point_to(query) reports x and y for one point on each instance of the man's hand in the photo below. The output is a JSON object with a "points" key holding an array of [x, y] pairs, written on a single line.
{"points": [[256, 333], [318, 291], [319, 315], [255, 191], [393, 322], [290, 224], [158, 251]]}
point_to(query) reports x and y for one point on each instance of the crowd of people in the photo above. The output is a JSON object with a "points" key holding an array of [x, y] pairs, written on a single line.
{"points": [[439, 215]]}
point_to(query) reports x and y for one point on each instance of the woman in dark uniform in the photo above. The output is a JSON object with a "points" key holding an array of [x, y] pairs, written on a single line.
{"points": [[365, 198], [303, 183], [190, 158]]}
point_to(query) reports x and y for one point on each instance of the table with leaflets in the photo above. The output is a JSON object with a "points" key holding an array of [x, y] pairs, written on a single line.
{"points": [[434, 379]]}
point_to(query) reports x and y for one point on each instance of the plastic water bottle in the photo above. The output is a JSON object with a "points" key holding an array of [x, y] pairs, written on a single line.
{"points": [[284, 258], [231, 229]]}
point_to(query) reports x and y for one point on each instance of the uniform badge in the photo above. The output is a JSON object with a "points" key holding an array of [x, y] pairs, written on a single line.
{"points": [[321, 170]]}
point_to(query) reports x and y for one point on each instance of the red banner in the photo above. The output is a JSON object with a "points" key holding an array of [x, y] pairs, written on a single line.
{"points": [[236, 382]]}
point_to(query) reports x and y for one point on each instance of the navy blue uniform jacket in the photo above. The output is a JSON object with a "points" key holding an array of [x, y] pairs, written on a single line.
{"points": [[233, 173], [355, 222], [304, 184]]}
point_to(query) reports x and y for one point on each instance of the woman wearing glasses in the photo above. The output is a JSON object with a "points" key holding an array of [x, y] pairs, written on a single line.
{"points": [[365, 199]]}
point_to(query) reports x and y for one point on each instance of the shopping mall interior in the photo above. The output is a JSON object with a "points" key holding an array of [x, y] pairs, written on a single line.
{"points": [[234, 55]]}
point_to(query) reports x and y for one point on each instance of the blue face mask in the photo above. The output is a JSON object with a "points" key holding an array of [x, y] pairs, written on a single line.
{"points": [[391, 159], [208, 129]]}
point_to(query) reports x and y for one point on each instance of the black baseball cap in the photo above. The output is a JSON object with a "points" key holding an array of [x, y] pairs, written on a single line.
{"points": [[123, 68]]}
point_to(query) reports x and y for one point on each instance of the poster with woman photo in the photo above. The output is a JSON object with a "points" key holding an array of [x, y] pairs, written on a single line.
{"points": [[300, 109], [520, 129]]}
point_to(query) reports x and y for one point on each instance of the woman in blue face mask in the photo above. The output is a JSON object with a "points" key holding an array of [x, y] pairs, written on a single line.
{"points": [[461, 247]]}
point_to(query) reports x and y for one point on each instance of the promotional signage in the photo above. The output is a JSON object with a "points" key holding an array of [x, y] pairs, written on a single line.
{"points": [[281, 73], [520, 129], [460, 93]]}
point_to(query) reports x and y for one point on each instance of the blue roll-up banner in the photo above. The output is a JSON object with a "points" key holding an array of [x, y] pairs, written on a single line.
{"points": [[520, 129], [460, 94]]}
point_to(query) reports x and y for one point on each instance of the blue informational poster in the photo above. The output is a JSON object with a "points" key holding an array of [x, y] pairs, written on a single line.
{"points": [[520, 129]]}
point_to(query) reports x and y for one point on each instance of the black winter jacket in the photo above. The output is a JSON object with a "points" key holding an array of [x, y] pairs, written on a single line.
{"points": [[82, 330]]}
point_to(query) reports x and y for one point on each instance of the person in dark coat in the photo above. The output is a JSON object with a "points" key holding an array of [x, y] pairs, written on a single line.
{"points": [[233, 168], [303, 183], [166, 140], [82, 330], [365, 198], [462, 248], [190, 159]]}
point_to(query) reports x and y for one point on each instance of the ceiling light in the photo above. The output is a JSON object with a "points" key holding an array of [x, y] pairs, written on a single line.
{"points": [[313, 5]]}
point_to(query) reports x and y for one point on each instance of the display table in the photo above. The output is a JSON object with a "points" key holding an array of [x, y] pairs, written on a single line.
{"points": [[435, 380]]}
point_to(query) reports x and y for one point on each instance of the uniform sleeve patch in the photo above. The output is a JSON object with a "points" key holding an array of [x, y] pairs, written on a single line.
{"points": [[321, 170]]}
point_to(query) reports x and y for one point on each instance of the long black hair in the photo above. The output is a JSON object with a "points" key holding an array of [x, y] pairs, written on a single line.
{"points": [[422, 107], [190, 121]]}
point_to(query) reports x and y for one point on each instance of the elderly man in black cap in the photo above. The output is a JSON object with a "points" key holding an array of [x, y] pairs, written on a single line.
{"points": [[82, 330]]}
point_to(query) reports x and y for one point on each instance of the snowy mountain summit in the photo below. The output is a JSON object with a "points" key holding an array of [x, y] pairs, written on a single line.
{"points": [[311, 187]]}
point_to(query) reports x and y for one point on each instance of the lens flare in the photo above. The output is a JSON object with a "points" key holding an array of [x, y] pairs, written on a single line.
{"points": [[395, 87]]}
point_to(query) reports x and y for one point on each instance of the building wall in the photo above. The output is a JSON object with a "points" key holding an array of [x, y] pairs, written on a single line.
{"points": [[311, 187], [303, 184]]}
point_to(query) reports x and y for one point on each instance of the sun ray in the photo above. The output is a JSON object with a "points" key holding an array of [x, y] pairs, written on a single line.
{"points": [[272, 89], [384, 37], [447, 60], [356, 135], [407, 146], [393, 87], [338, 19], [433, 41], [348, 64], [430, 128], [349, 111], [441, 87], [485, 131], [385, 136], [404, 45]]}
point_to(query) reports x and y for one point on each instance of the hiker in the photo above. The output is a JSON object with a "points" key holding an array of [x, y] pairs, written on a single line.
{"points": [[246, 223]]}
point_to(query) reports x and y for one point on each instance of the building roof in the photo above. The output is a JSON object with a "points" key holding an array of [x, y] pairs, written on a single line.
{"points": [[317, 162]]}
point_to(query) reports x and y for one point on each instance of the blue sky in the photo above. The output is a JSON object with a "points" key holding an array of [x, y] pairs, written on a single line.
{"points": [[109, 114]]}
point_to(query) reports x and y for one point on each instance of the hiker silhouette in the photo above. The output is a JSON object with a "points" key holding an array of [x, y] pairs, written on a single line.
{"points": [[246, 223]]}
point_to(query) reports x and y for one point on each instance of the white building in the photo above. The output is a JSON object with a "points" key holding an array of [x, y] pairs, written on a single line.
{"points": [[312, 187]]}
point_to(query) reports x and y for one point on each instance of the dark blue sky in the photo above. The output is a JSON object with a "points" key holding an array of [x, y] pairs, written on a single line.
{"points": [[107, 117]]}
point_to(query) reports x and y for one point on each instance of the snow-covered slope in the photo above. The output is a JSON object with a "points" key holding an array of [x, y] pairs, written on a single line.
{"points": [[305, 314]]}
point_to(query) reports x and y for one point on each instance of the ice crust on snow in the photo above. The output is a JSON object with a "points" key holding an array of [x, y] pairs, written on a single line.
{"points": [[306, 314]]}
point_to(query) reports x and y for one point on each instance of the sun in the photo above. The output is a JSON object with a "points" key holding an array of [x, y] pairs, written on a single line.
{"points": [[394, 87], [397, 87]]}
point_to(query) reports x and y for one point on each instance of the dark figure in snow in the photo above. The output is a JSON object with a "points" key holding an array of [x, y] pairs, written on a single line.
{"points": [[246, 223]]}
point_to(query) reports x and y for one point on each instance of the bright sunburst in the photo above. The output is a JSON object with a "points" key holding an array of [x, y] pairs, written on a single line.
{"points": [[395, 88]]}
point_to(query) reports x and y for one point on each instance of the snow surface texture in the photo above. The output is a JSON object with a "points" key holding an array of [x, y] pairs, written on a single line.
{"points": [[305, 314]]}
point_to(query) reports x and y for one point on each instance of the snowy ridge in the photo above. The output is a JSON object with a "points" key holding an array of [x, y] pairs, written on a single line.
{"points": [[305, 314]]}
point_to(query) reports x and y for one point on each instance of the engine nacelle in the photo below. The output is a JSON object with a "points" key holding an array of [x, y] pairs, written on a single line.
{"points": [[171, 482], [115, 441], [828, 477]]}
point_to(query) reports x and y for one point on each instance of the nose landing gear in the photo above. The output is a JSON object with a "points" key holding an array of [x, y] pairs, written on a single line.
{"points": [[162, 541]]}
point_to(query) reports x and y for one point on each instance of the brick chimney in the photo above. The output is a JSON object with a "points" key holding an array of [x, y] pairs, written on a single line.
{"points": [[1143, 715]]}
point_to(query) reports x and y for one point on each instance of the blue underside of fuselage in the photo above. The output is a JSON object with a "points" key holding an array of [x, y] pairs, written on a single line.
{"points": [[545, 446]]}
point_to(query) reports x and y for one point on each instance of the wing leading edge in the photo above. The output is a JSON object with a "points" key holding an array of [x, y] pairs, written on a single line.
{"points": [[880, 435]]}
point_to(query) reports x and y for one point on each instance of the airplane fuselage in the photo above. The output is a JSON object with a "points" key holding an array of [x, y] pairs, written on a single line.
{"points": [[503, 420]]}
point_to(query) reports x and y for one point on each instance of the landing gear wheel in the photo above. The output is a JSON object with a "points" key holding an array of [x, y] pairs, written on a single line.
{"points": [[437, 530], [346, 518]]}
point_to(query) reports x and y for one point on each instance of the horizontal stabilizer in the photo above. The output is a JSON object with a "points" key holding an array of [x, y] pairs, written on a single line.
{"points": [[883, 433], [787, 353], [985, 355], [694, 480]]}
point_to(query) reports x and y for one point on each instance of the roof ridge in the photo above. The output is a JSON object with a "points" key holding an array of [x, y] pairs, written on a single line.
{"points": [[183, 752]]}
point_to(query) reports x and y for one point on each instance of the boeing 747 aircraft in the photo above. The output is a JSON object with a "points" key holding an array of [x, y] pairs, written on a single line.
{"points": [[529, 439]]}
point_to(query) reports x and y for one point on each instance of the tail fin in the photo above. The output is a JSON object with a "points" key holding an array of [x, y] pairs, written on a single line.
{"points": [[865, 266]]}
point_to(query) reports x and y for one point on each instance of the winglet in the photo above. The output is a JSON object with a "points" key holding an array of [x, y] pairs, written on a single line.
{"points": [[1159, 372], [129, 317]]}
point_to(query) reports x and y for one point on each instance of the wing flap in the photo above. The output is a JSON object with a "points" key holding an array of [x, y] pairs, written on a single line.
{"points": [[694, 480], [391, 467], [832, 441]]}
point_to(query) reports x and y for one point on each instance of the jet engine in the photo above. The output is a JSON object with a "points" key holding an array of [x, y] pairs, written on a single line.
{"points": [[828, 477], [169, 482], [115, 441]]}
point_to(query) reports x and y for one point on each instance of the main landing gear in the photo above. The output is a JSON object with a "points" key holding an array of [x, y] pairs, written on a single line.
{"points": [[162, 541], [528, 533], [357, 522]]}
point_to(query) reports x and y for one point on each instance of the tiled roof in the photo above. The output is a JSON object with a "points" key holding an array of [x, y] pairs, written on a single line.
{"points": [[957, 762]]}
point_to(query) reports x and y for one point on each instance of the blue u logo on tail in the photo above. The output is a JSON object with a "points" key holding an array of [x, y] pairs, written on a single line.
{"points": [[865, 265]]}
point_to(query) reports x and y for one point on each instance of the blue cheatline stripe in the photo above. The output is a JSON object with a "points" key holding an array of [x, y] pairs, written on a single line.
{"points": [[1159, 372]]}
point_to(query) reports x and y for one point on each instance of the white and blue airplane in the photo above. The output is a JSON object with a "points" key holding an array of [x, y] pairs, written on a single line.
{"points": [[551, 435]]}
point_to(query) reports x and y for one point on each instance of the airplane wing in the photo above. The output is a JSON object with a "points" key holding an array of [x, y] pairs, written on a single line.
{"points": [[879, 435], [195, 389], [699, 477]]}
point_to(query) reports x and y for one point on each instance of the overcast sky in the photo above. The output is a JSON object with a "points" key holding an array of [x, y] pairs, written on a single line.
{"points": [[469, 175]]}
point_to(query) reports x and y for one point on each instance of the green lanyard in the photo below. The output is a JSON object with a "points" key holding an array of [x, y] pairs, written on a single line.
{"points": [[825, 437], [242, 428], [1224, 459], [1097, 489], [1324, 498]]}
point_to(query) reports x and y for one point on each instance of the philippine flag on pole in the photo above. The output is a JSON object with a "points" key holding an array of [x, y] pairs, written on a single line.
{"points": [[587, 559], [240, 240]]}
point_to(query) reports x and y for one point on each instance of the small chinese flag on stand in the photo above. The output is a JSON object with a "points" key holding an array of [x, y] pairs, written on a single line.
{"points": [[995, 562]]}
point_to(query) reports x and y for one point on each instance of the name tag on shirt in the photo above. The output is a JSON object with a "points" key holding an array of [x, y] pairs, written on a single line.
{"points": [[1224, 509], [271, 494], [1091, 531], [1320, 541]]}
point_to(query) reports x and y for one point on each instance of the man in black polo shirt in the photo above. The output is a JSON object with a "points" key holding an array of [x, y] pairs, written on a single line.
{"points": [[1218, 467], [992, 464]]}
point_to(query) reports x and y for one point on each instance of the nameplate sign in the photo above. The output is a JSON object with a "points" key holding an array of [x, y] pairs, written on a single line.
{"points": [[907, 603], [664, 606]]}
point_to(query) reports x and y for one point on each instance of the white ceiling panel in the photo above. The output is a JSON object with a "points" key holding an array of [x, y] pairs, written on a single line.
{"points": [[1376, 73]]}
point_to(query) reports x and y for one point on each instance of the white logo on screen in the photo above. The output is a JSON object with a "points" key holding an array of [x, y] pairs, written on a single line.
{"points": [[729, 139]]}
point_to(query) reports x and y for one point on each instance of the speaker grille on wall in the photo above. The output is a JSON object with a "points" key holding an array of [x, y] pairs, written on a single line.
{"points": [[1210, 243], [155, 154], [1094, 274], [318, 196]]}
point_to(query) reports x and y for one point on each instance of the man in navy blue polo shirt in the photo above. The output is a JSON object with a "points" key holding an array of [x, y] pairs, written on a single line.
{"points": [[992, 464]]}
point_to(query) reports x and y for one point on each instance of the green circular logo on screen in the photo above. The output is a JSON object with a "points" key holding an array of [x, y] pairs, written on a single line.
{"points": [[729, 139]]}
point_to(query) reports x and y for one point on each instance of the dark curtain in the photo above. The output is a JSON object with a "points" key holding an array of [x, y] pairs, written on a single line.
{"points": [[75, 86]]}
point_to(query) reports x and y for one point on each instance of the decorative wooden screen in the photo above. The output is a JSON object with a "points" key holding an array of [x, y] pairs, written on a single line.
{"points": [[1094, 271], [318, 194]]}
· · · ·
TASK PROMPT –
Starting at the line that contains "of the decorative" and ending with the last of the entries, switch "wooden" to "carved". Write those lines out again with everything else unchanged.

EXERCISE RESPONSE –
point_to(query) reports x and y for one point on each instance of the decorative carved screen in the photo above. The output is a JSON object with a "points" key holding an array of [x, y] pairs, written on a single line.
{"points": [[1094, 271], [318, 194]]}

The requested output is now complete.